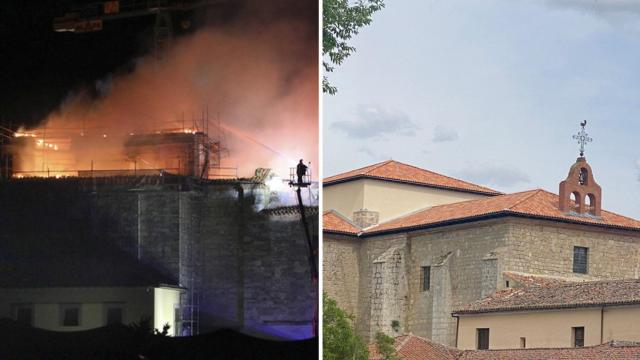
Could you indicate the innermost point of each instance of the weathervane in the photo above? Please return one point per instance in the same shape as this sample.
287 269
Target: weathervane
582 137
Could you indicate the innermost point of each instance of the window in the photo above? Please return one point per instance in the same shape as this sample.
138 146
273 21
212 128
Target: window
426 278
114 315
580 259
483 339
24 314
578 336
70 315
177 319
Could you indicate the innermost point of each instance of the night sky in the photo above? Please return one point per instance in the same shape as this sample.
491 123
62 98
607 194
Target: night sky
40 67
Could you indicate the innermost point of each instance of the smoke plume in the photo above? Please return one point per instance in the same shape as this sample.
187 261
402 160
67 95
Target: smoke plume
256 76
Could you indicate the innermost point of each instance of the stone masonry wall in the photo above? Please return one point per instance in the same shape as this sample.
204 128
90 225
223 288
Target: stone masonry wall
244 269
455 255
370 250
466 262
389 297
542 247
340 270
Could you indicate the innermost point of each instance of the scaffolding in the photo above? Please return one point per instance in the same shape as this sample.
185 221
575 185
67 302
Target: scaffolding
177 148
----------------
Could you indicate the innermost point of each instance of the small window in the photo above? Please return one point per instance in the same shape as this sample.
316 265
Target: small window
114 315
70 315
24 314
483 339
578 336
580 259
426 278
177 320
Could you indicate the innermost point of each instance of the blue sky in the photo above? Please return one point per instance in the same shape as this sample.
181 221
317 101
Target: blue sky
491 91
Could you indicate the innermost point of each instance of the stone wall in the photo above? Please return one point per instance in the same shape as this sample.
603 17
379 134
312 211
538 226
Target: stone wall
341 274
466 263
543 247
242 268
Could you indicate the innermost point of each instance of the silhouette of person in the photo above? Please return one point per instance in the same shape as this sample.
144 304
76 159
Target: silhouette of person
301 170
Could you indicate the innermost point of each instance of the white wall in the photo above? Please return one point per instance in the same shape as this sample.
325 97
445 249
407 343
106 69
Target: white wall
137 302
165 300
----------------
:: AIM OF THE TASK ::
In the listing above, locate the line with "the stone wall" and the line with "of the white", then extract exactly those lines and every line between them, and nothing more.

:: TASK SOLUTION ::
Could you indicate the innermost point of each instance of the stone wall in the photo above? Please return one point per instance in the same shape as this sample.
603 17
379 134
312 211
538 226
Target: stone wall
341 274
466 263
543 247
242 268
Could you indicate the innermost point of each instance of the silhouette of person in the photo above? Please return one point per instance in the same shape as this sample.
144 304
76 159
Target: silhouette of person
301 170
Could you indicate the innermost point of each instance of the white wall in the photo above? Please return one point per instance in the same shape as this sample.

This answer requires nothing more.